[Dataset excerpts]:
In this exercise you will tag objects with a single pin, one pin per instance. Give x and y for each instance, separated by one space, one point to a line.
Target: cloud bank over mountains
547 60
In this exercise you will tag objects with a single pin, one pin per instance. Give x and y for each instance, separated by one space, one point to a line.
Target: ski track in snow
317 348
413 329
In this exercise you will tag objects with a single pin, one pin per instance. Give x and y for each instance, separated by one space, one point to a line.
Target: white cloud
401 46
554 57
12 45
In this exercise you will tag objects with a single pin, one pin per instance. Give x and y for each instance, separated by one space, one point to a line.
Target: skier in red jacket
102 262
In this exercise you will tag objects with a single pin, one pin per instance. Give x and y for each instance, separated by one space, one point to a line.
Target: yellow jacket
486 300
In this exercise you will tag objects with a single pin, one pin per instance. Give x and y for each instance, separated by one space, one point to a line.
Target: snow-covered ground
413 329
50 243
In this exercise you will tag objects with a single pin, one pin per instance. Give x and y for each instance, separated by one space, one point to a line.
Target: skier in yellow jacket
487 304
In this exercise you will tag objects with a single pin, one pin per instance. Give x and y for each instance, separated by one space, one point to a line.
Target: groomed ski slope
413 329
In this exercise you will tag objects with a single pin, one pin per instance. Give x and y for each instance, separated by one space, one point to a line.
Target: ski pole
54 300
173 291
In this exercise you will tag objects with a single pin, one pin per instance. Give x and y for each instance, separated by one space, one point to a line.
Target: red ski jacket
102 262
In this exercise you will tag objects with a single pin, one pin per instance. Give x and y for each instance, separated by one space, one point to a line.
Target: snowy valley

[Aim of the exercise]: Print back all the lines verbatim.

[Full output]:
In this exercise you will tag objects with a single pin, one pin per instance. Give x and y for each instance, separated by one space, one point to a line.
Target: cloud bank over mountains
547 60
In this exercise you will tag objects with a single pin, one pin per instance. Give x and y for each instance, separated by one space, one point to a line.
Target: ski track in snow
317 348
413 329
In this exercise you will tag objects with a single pin, one pin per instance. Give x and y for each instance, separated by one space, one point to a line.
Target: white cloud
401 46
554 57
12 45
In this exercise you will tag objects with a single pin, one pin per instance. Give x and y for each instance, separated by one space, one point to a line.
Target: skier in red jacket
102 262
In this exercise you will tag objects with a single pin, one pin per instance. Give x and y for each instance, separated by one space, one point to a line.
Target: yellow jacket
486 300
In this exercise you will tag objects with a single pin, one pin per instance. Give x and y for each instance, separated by one space, one point to a line.
Target: snow-covered ground
413 329
50 243
In this exercise you will tag objects with a single pin, one pin per instance. Give x and y for each instance, separated by one space, one point to a line.
Target: skier in yellow jacket
487 304
In this exercise you will tag objects with a single pin, one pin per instance. Give x and y for each instance, separated by one space, one point to a line.
Target: groomed ski slope
413 329
In this exercise you will tag objects with a single pin, one pin per instance. Give x and y for each instance, separated by one space, one point to a line.
Target: ski pole
54 300
173 291
In this exercise you will tag objects with a single pin, one pin per instance. Give x and y for each instance, separated by one space, one point to a line.
Target: red ski jacket
102 262
In this exercise you will tag objects with a single pin, one pin per instance. Give x and y for each instance, separated by one space, one point to a line.
Target: snowy valley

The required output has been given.